▶ _Task directions_: Summarize the excerpt below about the neural network tests in two sentences.

▶ _Excerpt_:
-------------------------

The network was probably over-learning the prototype data set, so the number of neurons in each layer was changed a couple times. Even with mean squared errors (MSE) under .01, the network could not properly identify the non-ideal data.

5-Layer Network With Backpropagation Algorithm

Of the few 5-layer networks tested, the one with the best results had 2 neurons in the first layer and 5 neurons in the 2nd, 3rd, and 4th layers, and 1 neuron in the 5th layer. The tangent sigmoid function was used on the first 4 layers, and a pure linear function was used on the 5th layer.

Upon training, the network reached an MSE of virtually zero. When tested with non-ideal data, the performance was much better than with the 4-layer network, but still not as good as with the Linear Associator.

Results and Analysis

Using an ideal prototype data set, the best results for the 3 types of networks used are as follows:

Figure 7. %Accuracy Using Ideal Prototypes

Note: These percentages do not include the spaces in the sentences that each network easily recognized. If taken into account, these percentages would be much higher.

Since the accuracy is obviously too poor, various measures were taken to try to improve performance. These included:

Using edge detection on non-ideal data

Using different schemes for the targets

Sorting the prototype letters by similar shape and size

None of these attempts noticeably affected the performance.

The main reason the performance was so low was because of a character-offset effect that occurred when Matlab reduced the scanned image to black and white. See figure 8. The middle image is the ideal prototype, centered about its 9-pixel width, and the outer two images are what the scanned character may look like. Even though all the characters are identical, the offset makes it hardly possible for the neural network to identify it correctly.

-------------------------

▶ _Dataset extract_:
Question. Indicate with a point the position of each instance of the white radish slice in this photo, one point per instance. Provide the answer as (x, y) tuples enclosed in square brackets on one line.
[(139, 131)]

-------------------------

▶ _Problem solution_: The best 5-layer network reached an MSE of virtually zero in training and did better on non-ideal data than the 4-layer network, though not as well as the Linear Associator. Edge detection, different target schemes, and sorting the prototype letters by shape and size did not noticeably improve the poor accuracy, which was mainly caused by a character-offset effect when Matlab reduced the scanned image to black and white.